# [Location annotation dataset excerpts]
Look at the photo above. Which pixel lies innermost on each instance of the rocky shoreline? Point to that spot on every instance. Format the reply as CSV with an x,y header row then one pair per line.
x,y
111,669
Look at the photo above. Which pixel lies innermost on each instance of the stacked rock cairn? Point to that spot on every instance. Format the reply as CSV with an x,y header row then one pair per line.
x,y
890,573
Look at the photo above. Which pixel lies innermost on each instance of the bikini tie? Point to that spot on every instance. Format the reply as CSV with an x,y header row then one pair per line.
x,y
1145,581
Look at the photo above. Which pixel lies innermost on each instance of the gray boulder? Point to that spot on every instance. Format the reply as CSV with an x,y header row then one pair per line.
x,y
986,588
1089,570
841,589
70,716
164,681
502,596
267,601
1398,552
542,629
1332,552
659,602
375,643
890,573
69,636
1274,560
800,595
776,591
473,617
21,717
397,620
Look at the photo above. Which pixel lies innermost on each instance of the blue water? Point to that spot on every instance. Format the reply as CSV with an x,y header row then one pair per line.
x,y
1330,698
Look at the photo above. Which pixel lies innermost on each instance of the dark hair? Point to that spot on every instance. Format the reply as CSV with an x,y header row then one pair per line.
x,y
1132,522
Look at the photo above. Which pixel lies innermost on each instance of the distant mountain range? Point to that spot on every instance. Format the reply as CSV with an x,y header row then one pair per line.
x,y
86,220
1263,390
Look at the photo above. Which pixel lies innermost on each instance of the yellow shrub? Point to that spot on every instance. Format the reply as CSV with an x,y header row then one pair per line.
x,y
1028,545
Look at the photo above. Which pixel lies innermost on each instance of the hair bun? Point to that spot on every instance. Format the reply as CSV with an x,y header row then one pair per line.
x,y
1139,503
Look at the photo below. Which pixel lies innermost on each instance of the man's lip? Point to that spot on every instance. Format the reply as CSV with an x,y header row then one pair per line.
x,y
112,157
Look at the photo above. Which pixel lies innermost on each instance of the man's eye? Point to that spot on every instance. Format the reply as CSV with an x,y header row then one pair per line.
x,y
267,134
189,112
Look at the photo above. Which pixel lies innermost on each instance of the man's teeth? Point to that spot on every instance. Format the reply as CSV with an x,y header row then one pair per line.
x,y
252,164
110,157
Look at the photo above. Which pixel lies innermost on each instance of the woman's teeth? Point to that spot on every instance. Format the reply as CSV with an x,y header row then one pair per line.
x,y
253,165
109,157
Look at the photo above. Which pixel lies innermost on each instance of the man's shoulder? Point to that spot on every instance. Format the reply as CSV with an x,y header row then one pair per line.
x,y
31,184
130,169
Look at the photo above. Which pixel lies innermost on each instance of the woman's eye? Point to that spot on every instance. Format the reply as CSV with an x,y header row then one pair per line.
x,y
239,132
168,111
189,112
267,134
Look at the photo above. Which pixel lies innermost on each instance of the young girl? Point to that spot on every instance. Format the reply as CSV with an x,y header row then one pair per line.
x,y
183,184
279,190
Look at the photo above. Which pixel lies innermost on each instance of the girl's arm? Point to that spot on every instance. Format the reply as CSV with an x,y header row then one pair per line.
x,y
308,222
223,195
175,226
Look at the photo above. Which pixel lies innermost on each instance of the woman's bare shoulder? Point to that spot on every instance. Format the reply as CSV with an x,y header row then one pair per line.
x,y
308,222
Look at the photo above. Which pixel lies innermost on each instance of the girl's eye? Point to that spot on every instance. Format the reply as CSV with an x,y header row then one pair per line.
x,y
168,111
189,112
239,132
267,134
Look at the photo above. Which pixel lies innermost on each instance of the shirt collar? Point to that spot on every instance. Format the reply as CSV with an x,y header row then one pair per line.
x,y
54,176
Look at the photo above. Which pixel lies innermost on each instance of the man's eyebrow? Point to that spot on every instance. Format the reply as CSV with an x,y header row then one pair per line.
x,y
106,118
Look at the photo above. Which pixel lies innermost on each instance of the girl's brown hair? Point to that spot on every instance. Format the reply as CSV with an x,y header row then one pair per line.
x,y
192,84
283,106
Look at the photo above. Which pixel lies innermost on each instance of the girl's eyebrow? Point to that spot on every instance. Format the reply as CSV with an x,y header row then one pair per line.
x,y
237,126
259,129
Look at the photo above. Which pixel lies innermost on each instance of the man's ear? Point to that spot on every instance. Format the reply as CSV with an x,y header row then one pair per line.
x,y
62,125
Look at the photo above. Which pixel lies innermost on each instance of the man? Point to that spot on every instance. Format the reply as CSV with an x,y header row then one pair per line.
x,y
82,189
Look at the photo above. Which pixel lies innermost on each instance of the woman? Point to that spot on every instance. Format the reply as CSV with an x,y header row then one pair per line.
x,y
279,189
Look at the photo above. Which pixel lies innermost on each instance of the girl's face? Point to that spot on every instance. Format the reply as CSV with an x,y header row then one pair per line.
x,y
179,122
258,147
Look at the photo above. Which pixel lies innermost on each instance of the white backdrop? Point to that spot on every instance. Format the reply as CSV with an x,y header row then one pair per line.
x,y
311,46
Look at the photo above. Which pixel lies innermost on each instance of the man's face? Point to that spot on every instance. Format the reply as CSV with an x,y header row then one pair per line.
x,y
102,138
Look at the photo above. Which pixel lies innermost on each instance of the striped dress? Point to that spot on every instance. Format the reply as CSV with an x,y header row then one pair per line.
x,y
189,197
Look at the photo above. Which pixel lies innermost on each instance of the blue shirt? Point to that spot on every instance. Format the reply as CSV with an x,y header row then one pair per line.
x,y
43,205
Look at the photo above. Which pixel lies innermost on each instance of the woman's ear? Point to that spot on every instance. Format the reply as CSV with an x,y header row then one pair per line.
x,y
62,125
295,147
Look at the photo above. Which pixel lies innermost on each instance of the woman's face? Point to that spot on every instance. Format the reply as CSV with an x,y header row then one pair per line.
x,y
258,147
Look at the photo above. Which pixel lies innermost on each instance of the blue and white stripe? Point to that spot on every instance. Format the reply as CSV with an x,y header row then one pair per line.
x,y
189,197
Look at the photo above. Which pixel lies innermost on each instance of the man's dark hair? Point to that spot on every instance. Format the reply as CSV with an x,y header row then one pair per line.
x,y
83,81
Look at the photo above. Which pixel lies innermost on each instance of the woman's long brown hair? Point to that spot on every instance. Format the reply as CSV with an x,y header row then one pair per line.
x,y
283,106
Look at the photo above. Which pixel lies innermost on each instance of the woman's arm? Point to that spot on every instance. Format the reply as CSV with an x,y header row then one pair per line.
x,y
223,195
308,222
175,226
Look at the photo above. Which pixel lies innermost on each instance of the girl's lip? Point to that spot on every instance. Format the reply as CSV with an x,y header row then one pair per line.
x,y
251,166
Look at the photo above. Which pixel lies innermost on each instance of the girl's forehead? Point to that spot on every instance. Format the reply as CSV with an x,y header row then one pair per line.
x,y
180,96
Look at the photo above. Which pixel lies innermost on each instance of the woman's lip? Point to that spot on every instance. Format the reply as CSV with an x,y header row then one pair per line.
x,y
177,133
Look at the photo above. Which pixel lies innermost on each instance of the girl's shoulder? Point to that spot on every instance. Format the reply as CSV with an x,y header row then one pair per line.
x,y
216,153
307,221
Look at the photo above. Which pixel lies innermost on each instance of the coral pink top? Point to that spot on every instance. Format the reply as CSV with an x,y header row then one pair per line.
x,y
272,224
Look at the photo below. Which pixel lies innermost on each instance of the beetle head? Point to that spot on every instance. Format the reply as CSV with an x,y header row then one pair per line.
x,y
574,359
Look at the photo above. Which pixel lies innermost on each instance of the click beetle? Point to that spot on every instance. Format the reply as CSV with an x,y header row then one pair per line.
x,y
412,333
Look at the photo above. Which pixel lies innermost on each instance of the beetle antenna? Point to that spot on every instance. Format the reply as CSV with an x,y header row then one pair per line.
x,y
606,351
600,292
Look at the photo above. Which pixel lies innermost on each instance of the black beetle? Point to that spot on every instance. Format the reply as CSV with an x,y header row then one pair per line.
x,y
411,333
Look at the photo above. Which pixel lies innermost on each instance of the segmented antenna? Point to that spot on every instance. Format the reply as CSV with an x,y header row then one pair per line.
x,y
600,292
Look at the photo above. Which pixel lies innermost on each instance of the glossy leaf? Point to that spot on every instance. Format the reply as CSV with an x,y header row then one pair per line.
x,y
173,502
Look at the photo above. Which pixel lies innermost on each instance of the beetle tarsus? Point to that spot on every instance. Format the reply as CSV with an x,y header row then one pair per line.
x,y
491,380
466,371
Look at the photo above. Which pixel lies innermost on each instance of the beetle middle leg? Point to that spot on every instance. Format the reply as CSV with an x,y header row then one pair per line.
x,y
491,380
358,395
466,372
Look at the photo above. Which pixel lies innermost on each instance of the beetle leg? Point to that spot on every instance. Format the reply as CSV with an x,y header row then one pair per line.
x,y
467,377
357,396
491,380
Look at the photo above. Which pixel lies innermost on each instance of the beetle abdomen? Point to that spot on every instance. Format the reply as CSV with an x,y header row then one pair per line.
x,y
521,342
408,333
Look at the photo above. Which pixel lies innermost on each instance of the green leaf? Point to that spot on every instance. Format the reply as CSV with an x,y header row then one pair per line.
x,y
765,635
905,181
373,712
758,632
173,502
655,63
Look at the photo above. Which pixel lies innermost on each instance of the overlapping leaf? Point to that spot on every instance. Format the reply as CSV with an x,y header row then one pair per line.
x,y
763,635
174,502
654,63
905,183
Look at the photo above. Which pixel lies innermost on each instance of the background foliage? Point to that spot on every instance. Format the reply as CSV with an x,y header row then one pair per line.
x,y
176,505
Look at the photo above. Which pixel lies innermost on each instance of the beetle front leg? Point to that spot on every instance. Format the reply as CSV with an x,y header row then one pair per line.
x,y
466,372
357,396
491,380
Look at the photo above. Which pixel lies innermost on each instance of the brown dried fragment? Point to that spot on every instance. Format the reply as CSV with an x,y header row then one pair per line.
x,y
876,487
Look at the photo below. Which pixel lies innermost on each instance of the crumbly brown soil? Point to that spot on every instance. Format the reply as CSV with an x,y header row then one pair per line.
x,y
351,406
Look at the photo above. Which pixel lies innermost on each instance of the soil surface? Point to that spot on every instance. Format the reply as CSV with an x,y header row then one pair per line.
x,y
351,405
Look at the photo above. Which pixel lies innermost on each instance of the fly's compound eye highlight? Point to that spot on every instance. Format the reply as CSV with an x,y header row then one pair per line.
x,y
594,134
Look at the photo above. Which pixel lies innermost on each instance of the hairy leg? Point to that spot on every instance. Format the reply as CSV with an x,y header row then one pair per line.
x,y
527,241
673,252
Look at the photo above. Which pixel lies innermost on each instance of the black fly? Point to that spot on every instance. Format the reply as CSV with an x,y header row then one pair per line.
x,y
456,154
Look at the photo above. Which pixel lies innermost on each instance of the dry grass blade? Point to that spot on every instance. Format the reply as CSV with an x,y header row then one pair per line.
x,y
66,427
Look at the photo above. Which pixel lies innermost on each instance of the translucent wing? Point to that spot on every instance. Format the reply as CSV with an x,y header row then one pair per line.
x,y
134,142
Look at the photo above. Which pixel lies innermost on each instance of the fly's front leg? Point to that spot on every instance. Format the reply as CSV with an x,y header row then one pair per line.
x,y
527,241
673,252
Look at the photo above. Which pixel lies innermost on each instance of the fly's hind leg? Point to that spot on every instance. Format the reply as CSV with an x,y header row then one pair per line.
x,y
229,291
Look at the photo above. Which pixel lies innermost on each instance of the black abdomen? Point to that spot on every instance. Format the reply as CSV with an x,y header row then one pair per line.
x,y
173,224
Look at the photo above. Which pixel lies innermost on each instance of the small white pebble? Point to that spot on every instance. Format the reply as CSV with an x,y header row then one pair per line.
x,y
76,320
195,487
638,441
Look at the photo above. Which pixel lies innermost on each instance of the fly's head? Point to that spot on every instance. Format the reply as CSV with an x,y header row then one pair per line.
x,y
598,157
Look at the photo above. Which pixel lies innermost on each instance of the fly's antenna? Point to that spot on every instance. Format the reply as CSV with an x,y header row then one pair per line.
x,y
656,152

# [What is expected]
Starting with the line that contains "of the translucent", print each line through the last one in the listing. Include both end lines and add nothing.

# [Correct answer]
Look at the photo above. Which pixel lies innermost on each instance of the translucent wing? Point to that spot on every instance. Format the reply as CSV with an x,y header row then one pair per line.
x,y
134,142
Look at the photo above. Which pixel lies innermost on each instance of the fly's front leg? Point to that spot on every instance. Format the reply as CSV with an x,y header row then one pair per line.
x,y
527,241
673,252
Look at the photo above. Which pixel lies innermost on each instance of the fly's hind leg? Point to that spot on every instance. Format the reply as CSV with an x,y header row then one pair per line.
x,y
229,291
Look at the photo above. Which pixel lies innermost on each instance of the black abdomen? Point to that spot on every instance. Format the reply as CSV with an x,y header row then one pair per line.
x,y
173,224
Look at the photo above. Which pixel lies innermost on each instance of the small white pebble? Point to that spot on every instance. Format the reply as CSV with an x,y header row then one pair per line.
x,y
76,320
195,487
638,441
Look at the photo above. Which pixel lies innermost on each instance of the fly's head? Point to that spot on every instance. Format the reply as CSV with an x,y header row then one pair per line.
x,y
598,157
Look at the photo above. Which pixel lies innermost on each instance of the fly's antenna? Point to that spot on every instance. Format the reply as CSV with an x,y header row then one pair per line.
x,y
656,152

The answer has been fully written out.